§ AUSGEWÄHLTER ABSCHNITT:
####################
Bild: Schüttet ihren Schülern HIV-infiziertes Blut in die Milch: Lehrerin Mor…
Milch für alle, verkündet die Lehrerin vor ihrer Klasse. Mit der Kampagne
"Milchprodukte für Mittelschüler" will das japanische Bildungsministerium
das Bewusstsein für eine ausgewogene Ernährung stärken. Doch Jugendliche
interessieren sich nicht für Nährwerttabellen, diese Aufgabe ist der
Schulpädagogik vorbehalten. Entsprechend unaufmerksam reagieren die Schüler
auf die Lehrerin. Sie machen Lärm, schmeißen mit Papierkugeln und schreiben
unter dem Tisch Textnachrichten.
Ruhiger wird es in der Klasse erst, als Frau Moriguchi ihre Ansprache
fortsetzt. Sie erzählt von dem mysteriösen Unfalltod ihrer kleinen Tochter
und dem Vater, einem Lehrerkollegen, der sich mit HIV infiziert hatte. Da
horcht die Klasse erstmals auf, während Frau Moriguchi ungerührt
weiterspricht. Sie wisse, dass der Tod ihrer Tochter kein Unfall war, sie
kenne sogar die Mörder. Die beiden säßen hier im Klassenzimmer. A und B
nennt sie sie. A und B fühlten sich sicher, weil die Justiz Minderjährige
nicht belangen kann. Für sie, die Mutter, gelte das jedoch nicht.
Mit diesem halbstündigen Monolog eröffnet Tetsuya Nakashima seinen Film
"Geständnisse" und schildert darin bereits auch die soziale Dynamik
zwischen den Jugendlichen. Je länger Frau Moriguchi mit ruhiger Stimme
spricht, desto weiter entfernen sich Sprech- und Bildebene des Films
voneinander. Die Montage besteht aus fluiden, elliptischen Bewegungen, sie
greifen der Geschichte der Lehrerin vor, springen zurück, schließen Lücken
in der Erzählung und schweifen mitunter ab, als suche der Regisseur in der
Poesie der Bilder einen Ausweg aus der Tragik der Ereignisse, auf die der
Film zusteuert.
####################
(Extrahierte Dateneinträge)
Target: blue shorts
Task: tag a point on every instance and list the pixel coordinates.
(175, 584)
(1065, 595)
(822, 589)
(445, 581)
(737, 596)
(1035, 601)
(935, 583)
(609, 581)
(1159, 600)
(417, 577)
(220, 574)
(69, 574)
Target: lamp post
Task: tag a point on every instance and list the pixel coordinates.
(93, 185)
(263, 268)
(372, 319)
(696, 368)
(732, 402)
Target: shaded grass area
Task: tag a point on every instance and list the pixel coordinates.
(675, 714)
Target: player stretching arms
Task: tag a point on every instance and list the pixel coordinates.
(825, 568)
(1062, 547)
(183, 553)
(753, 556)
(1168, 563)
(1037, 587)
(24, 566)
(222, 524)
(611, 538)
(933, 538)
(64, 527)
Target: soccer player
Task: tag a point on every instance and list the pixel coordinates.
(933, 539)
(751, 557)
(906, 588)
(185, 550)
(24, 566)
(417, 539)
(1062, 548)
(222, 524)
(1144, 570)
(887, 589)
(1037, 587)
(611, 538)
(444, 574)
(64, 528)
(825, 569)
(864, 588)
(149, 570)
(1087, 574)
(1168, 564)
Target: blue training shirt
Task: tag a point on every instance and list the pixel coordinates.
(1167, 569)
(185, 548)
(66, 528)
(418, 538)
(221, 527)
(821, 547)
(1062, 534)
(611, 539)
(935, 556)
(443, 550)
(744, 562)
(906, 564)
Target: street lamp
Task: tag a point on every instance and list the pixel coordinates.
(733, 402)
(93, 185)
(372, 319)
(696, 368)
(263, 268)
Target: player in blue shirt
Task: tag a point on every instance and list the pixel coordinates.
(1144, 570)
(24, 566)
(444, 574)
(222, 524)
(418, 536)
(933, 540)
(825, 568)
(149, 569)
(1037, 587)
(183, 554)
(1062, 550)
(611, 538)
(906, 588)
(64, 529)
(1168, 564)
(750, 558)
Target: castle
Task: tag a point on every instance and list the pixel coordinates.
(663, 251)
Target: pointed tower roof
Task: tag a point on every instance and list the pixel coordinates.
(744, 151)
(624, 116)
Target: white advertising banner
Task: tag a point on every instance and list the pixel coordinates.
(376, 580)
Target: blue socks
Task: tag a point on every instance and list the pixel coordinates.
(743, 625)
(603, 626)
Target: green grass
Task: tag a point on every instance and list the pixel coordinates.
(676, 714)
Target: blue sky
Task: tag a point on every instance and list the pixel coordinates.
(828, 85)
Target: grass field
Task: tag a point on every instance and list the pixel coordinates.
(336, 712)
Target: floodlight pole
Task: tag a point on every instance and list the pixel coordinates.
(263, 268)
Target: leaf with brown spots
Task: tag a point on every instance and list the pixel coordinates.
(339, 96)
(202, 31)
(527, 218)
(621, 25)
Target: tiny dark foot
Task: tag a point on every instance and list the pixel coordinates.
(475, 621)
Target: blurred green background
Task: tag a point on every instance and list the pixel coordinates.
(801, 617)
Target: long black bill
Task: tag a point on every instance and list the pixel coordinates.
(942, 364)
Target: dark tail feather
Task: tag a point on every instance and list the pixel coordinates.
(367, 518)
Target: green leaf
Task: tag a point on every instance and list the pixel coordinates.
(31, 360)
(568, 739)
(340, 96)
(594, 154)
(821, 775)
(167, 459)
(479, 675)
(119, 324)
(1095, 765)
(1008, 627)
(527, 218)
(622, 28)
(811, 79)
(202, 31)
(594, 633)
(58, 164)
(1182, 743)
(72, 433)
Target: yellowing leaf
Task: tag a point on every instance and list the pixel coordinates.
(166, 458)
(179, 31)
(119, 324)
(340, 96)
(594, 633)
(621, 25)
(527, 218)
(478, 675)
####################
§ DEINE AUFGABEN:
1. Beantworte zum Text über den Film „Geständnisse“ diese Fragen:
(a) Wie heißt die Kampagne des japanischen Bildungsministeriums?
(b) Welche Namen gibt Frau Moriguchi den beiden Mördern ihrer Tochter?
(c) Wie lange dauert der Monolog, mit dem der Film beginnt?
2. Führe den Text über den Film „Geständnisse“ im Anschluss an seinen letzten Satz weiter.

§ DIE ANTWORTEN:
1.
(a) „Milchprodukte für Mittelschüler“
(b) A und B
(c) Eine halbe Stunde

2.
Diese Bilder sind genauso kühl wie der Tonfall, in dem die Lehrerin ihren
Plan vorträgt: Es dominiert ein bläuliches Grau, teilweise in extremer
Zeitlupe gefilmt, die konkrete Gesten zu Formen auflöst. Wenn sich der
Regen dann Bahn bricht, erinnert Nakashimas Ästhetik ein wenig an
Werbefotografie der neunziger Jahre. Doch die distanzierte Kälte beschreibt
auch eine atmosphärische Störung. Auf dem Schulhof wird ein Junge bei Regen
von Schulkameraden verprügelt. Die soziale Ordnung ist erschüttert, lange
bevor Moriguchi ihren Racheplan preisgibt. Sie hat das HIV-infizierte Blut
des Kindesvaters in die Milch der beiden Täter gemischt - um sie den Wert
des menschlichen Lebens zu lehren.
"Geständnisse" ist ein perfider kleiner Horrorfilm über Flüssigkeiten und
Infektionsparanoia. So wie die Menschen mit der AIDS-Problematik umgehen,
könnte man allerdings meinen, Japan stecke noch tief in den achtziger
Jahren. Das Bild von Blut, das sich langsam in Milch auflöst, gehört zu den
wiederkehrenden Motiven des Films, wie eine hartnäckige Erinnerung, die
sich einfach nicht verdrängen lassen will. Nakashima spielt viel mit
solchen Erinnerungsbildern. Die angenehmen sind in warmen Farben gehalten,
wie alte Super-8-Aufnahmen; die weniger schönen drehen sich meist um Blut.
So wird die Erinnerung selbst zum erzählerischen Subjekt, je mehr sich die
Sprache von den Bildern ablöst.
## Milch und Blut
Die Diskrepanz zwischen Sprechen und Zeigen stiftet Verwirrung, legt
falsche Fährten. Den Bildern kommt dabei ein besonderer Stellenwert zu,
weil sie - wenn sie sich mal nicht mit dem bloßen Abbilden begnügen - als
eigene Erzählung fungieren, als Korrektiv. Da der Film ständig die
Erzählperspektive wechselt, werden die Bilder je nach Betrachter mit immer
neuer Bedeutung aufgeladen, die selbst Fragen der Moral entkräftet. Die
Niedertracht der Menschen wird nur noch von ihrer eigenen Tragik
übertroffen.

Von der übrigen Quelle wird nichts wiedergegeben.